#### MATERIAL SHOWN

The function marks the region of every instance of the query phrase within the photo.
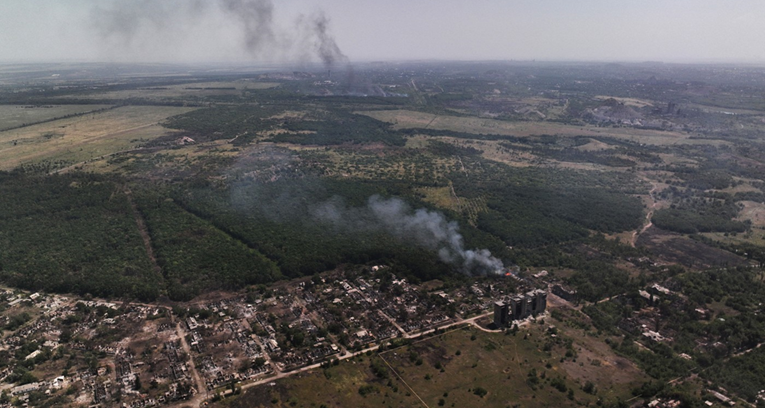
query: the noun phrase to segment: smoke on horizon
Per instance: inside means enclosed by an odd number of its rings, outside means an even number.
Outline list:
[[[259,62],[348,63],[322,11],[298,16],[292,27],[277,22],[276,11],[272,0],[136,0],[98,2],[91,18],[112,53],[167,53],[204,39],[221,49],[234,44]]]

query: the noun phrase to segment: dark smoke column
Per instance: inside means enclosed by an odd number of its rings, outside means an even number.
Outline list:
[[[331,34],[323,12],[300,16],[292,27],[279,26],[272,0],[90,0],[96,38],[110,52],[140,51],[152,47],[172,51],[188,46],[188,34],[221,38],[214,27],[223,18],[227,29],[237,30],[241,48],[268,62],[308,62],[318,59],[326,69],[348,62]],[[213,24],[206,24],[211,22]]]
[[[332,68],[336,62],[348,62],[348,57],[340,51],[340,47],[337,46],[335,38],[328,34],[329,20],[324,13],[319,13],[313,20],[313,31],[316,35],[317,47],[316,51],[319,54],[321,62],[324,66]]]

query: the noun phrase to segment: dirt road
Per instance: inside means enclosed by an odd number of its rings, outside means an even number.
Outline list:
[[[637,243],[637,239],[640,236],[640,234],[646,232],[648,228],[651,228],[653,226],[653,222],[651,221],[651,218],[653,217],[654,211],[656,211],[656,197],[653,196],[653,193],[656,192],[656,190],[659,188],[658,184],[651,181],[651,191],[648,192],[648,196],[651,197],[651,206],[649,207],[650,210],[648,210],[648,213],[645,215],[645,224],[643,225],[643,228],[641,228],[638,231],[634,231],[632,233],[632,241],[630,242],[630,245],[632,247],[635,247],[635,244]]]
[[[181,339],[181,348],[183,349],[183,352],[186,353],[187,356],[189,356],[189,367],[191,368],[191,377],[194,379],[194,384],[196,384],[197,393],[188,400],[188,402],[193,407],[199,407],[202,406],[202,403],[207,399],[207,386],[205,385],[205,382],[202,381],[202,377],[199,375],[199,372],[197,371],[197,366],[194,364],[194,357],[193,354],[191,354],[191,347],[189,347],[189,343],[186,342],[186,330],[183,329],[183,322],[176,322],[175,323],[175,331],[178,334],[178,337]]]

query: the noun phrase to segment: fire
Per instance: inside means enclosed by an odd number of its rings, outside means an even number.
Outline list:
[[[505,276],[510,276],[510,272],[505,272]]]

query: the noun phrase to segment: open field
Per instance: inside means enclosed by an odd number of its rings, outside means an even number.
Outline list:
[[[551,122],[506,122],[477,117],[434,115],[431,113],[409,110],[364,111],[359,113],[371,116],[377,120],[392,123],[396,129],[427,128],[519,137],[535,135],[610,136],[653,145],[718,145],[723,143],[720,140],[691,139],[689,134],[660,130],[573,126]]]
[[[62,98],[77,99],[194,99],[213,95],[237,95],[246,90],[269,89],[279,86],[273,82],[232,81],[200,82],[159,87],[146,87],[122,91],[95,92],[84,95],[67,95]]]
[[[574,349],[580,355],[573,358],[565,357],[567,349],[562,344],[543,351],[546,343],[556,342],[546,329],[546,325],[531,324],[514,336],[458,330],[382,356],[431,407],[441,399],[459,407],[576,406],[597,400],[581,390],[587,381],[599,385],[598,397],[613,401],[628,399],[631,386],[644,380],[638,369],[604,344],[600,350],[591,350],[577,342]],[[576,401],[551,385],[555,378],[564,380]],[[488,392],[483,397],[475,393],[480,388]]]
[[[722,236],[722,234],[719,235]],[[655,226],[640,234],[637,245],[647,248],[662,262],[667,264],[677,263],[699,269],[746,264],[743,258],[728,251],[710,247],[691,238],[664,231]]]
[[[379,359],[375,358],[379,361]],[[327,370],[313,370],[252,389],[221,406],[254,407],[422,407],[400,382],[376,378],[370,357],[358,356]],[[392,374],[391,374],[392,376]],[[359,390],[368,386],[368,392]]]
[[[736,235],[725,235],[722,232],[705,232],[701,235],[723,244],[753,244],[757,246],[765,246],[765,227],[753,227],[750,232]]]
[[[130,106],[0,132],[0,169],[24,163],[79,163],[127,150],[168,132],[159,122],[191,108]]]
[[[739,213],[741,221],[750,220],[755,227],[765,227],[765,204],[754,201],[742,201],[744,209]]]
[[[565,340],[547,329],[536,323],[515,335],[457,329],[379,356],[358,356],[264,384],[222,405],[577,406],[629,399],[630,390],[647,379],[597,339],[577,340],[566,357]],[[375,374],[375,366],[384,373]],[[592,394],[582,390],[588,381],[597,384]]]
[[[0,130],[107,108],[109,105],[0,105]]]

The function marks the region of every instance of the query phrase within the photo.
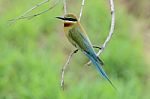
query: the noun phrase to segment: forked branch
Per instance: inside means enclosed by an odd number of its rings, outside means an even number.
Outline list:
[[[64,15],[65,15],[67,13],[67,3],[66,3],[66,0],[63,0],[63,4],[64,4],[63,6],[64,6]],[[80,19],[82,17],[84,4],[85,4],[85,0],[82,0],[80,14],[79,14],[79,21],[80,21]],[[99,48],[99,47],[96,47],[96,48]],[[70,60],[71,60],[73,54],[77,53],[77,51],[78,51],[78,49],[70,53],[69,58],[67,59],[65,65],[63,66],[62,73],[61,73],[61,83],[60,83],[60,85],[61,85],[61,87],[63,89],[64,89],[64,74],[65,74],[65,69],[69,65]]]

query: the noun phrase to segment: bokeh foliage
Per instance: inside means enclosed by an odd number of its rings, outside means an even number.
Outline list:
[[[0,1],[0,99],[148,99],[143,42],[133,29],[135,18],[116,3],[116,28],[113,38],[100,56],[104,69],[118,92],[101,79],[94,66],[79,52],[65,75],[65,91],[60,88],[60,72],[73,50],[64,37],[62,4],[32,20],[8,25],[13,18],[38,1]],[[69,11],[79,13],[79,0],[70,1]],[[75,6],[75,8],[73,8]],[[35,12],[47,8],[48,4]],[[71,8],[72,7],[72,8]],[[87,0],[81,20],[94,45],[102,45],[109,32],[107,1]],[[147,89],[148,90],[148,89]]]

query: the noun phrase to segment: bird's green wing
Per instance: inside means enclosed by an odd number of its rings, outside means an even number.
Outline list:
[[[83,32],[84,31],[81,28],[72,28],[69,31],[68,36],[72,42],[76,44],[76,47],[78,47],[84,53],[95,58],[101,65],[103,65],[103,62],[97,57],[88,36]]]

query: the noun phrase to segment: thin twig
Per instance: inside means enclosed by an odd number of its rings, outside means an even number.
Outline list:
[[[80,9],[80,14],[79,14],[79,21],[81,20],[81,17],[82,17],[84,5],[85,5],[85,0],[82,0],[81,9]]]
[[[67,13],[67,3],[66,3],[66,0],[63,0],[63,3],[64,3],[64,14]]]
[[[26,12],[24,12],[22,15],[20,15],[19,17],[15,18],[15,19],[11,19],[9,21],[12,21],[12,22],[16,22],[17,20],[20,20],[20,19],[24,19],[24,18],[27,18],[25,17],[26,14],[28,14],[29,12],[31,12],[32,10],[40,7],[41,5],[45,4],[49,2],[49,0],[44,0],[43,2],[40,2],[38,4],[36,4],[35,6],[33,6],[31,9],[27,10]]]
[[[99,50],[97,55],[100,55],[104,51],[106,45],[108,44],[108,42],[110,41],[110,39],[113,35],[114,29],[115,29],[115,7],[114,7],[114,2],[113,2],[113,0],[109,0],[109,3],[110,3],[110,10],[111,10],[111,16],[112,16],[112,18],[111,18],[111,27],[110,27],[109,35],[107,36],[104,44],[102,45],[102,49]]]
[[[109,4],[110,4],[110,10],[111,10],[111,27],[110,27],[110,31],[109,34],[105,40],[105,42],[103,43],[101,50],[98,51],[97,56],[99,56],[105,49],[106,45],[108,44],[108,42],[110,41],[113,33],[114,33],[114,29],[115,29],[115,6],[114,6],[114,1],[113,0],[109,0]],[[90,65],[91,61],[89,61],[87,63],[87,65]]]
[[[57,5],[57,3],[58,3],[58,2],[56,2],[52,7],[49,7],[47,10],[44,10],[44,11],[42,11],[42,12],[40,12],[40,13],[37,13],[37,14],[34,14],[34,15],[22,16],[22,17],[18,18],[18,20],[19,20],[19,19],[31,19],[31,18],[33,18],[33,17],[39,16],[39,15],[41,15],[41,14],[43,14],[43,13],[46,13],[46,12],[48,12],[49,10],[53,9],[53,8]]]
[[[70,53],[68,59],[67,59],[67,62],[65,63],[65,65],[63,66],[62,68],[62,73],[61,73],[61,87],[64,89],[64,74],[65,74],[65,70],[66,70],[66,67],[69,65],[70,63],[70,60],[73,56],[73,54],[77,53],[78,49],[74,50],[73,52]]]

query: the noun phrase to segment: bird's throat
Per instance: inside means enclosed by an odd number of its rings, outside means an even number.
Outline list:
[[[70,26],[72,26],[73,25],[73,23],[70,23],[70,22],[65,22],[64,23],[64,27],[70,27]]]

########

### REQUIRED WORK
Collect from the data above every line that includes "bird".

### ANSWER TO THIS EXERCISE
query: the noun phrase to segment: bird's green wing
query: the noun phrase to segment: bird's throat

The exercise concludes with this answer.